■ Data for this exercise ■
****

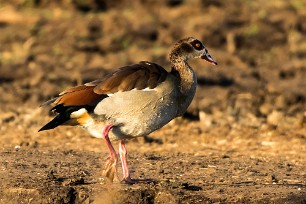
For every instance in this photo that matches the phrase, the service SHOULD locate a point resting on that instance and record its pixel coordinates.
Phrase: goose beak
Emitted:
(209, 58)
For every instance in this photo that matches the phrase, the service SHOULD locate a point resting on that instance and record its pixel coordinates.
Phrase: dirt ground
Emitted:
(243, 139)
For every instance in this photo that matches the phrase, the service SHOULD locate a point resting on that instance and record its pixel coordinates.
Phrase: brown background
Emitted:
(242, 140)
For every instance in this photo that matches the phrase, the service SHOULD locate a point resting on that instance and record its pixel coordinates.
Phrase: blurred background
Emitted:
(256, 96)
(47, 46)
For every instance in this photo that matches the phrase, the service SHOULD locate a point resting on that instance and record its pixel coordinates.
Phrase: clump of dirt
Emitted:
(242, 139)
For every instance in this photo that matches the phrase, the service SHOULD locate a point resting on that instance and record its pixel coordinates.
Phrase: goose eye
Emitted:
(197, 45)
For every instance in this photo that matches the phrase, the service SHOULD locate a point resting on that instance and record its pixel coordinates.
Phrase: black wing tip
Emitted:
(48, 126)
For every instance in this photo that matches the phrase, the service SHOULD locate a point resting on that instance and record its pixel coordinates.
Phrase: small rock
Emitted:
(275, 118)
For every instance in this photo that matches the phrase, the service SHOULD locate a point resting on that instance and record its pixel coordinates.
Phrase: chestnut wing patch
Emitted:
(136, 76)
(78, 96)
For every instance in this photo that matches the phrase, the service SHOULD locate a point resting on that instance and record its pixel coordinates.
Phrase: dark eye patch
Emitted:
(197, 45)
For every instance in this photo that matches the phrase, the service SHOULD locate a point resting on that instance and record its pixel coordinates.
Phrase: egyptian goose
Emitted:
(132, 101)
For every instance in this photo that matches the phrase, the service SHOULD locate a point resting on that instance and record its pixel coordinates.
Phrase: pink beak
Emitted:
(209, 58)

****

■ Objective ■
Restate the whole listing above exactly, please, omitting every image.

■ Reply to the exercise ■
For every instance in this photo that matches the phrase, the service SHOULD locate a point resting on that instance and record its pixel coordinates.
Phrase: goose beak
Emitted:
(209, 58)
For every instance in this photo that matches the phrase, the service SHOULD locate a point resting on that instance and record its pixel coordinates.
Phrase: dirt ground
Emitted:
(243, 139)
For every instance in this photo that matches the phrase, the service SHOULD locate a point resting on that instance and record its pixel coordinates.
Phrase: brown background
Emitted:
(242, 140)
For every instance in this photo that matches the phrase, the service SHOULD locate a point resting on that instance and record its pixel coordinates.
Phrase: blurred background
Emitted:
(256, 96)
(47, 46)
For every instance in this photo that matches the phrase, the service SHOULD locate a point resting on that instance and record its pixel coordinates.
Phrase: clump of dirt
Emitted:
(242, 139)
For every instance in this photo that matches the phrase, the service SHOULD locate a point resting on that instance and record its pixel coordinates.
Phrase: goose eye
Emitted:
(197, 45)
For every instance in this photo that matches the phrase, the service SHOULD locate a point resting on that instance and record its pixel coordinates.
Phrase: black wing tip
Emitted:
(48, 126)
For every instance in this photo that matches the phrase, the service SHOULD locate a point resting on that instance and record its pixel coordinates.
Phrase: small rock
Emitted:
(275, 118)
For every instance in this photo that matches the phrase, the service SHOULD locate a point resting on that instance and record its pixel coordinates.
Phrase: chestnut wing patch
Emitted:
(136, 76)
(78, 96)
For every instance in this photo that matches the phrase, the service SHOULD locate a point resting on that instance and record its pixel coordinates.
Phrase: dark eye patch
Emitted:
(197, 45)
For every instance in this photo that matches the phrase, the service SHOULD locate a point resting on that instance and record its pixel coordinates.
Phrase: egyptian goose
Emitted:
(132, 101)
For every instance in this photo that matches the phrase, the service SHOULD locate a point resting on that instance and record its pixel coordinates.
Phrase: pink beak
Emitted:
(209, 58)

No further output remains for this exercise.